| EXERCISE DETAILS |
Every line below that holds the string "segment" should be copied.
*** DATA FOR THIS TASK Section Begins ***
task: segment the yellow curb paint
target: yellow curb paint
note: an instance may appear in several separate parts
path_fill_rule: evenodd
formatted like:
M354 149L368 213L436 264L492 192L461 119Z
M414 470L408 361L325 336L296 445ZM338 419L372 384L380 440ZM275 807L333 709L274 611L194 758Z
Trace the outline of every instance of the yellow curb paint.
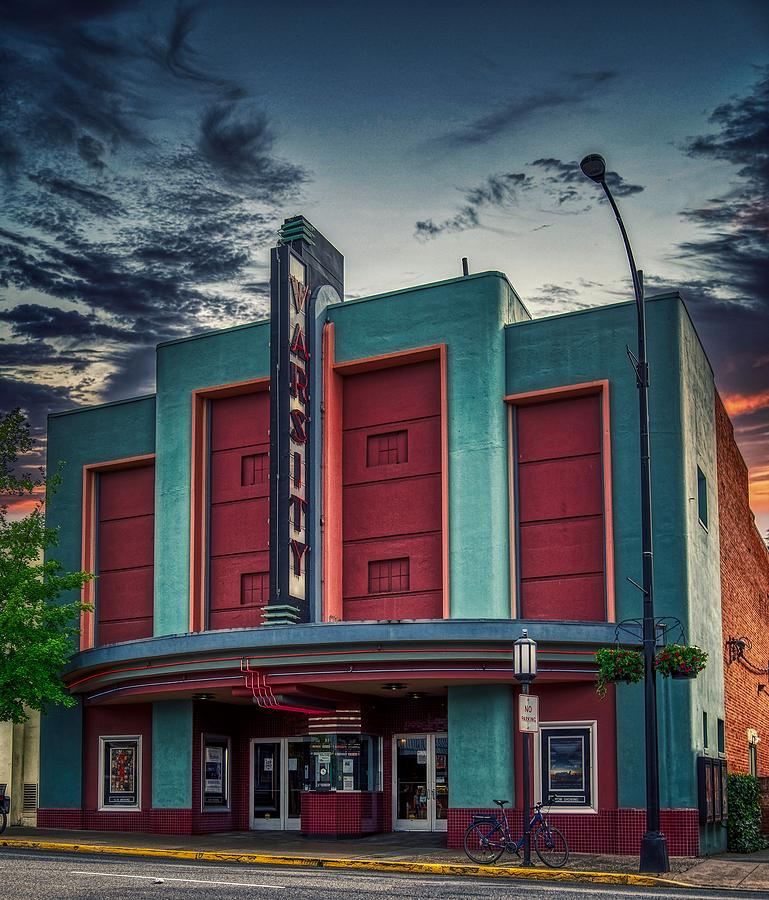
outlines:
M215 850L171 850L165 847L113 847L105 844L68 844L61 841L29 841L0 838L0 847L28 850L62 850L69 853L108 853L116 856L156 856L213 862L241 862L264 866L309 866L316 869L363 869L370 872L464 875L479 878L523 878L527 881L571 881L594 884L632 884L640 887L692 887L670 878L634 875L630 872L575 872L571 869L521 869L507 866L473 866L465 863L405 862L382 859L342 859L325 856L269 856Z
*** DATA FOR THIS TASK Section Ends ***
*** DATA FOR THIS TASK Section Begins ***
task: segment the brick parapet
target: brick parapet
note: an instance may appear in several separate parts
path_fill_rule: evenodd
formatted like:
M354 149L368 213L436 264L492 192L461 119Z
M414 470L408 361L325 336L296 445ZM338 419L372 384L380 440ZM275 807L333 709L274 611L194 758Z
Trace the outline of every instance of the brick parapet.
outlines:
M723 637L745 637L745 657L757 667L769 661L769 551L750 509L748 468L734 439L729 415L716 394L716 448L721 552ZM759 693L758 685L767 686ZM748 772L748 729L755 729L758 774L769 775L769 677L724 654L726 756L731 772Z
*** DATA FOR THIS TASK Section Ends ***
| EXERCISE OUTPUT |
task: segment the yellow curb paint
task: segment the brick parapet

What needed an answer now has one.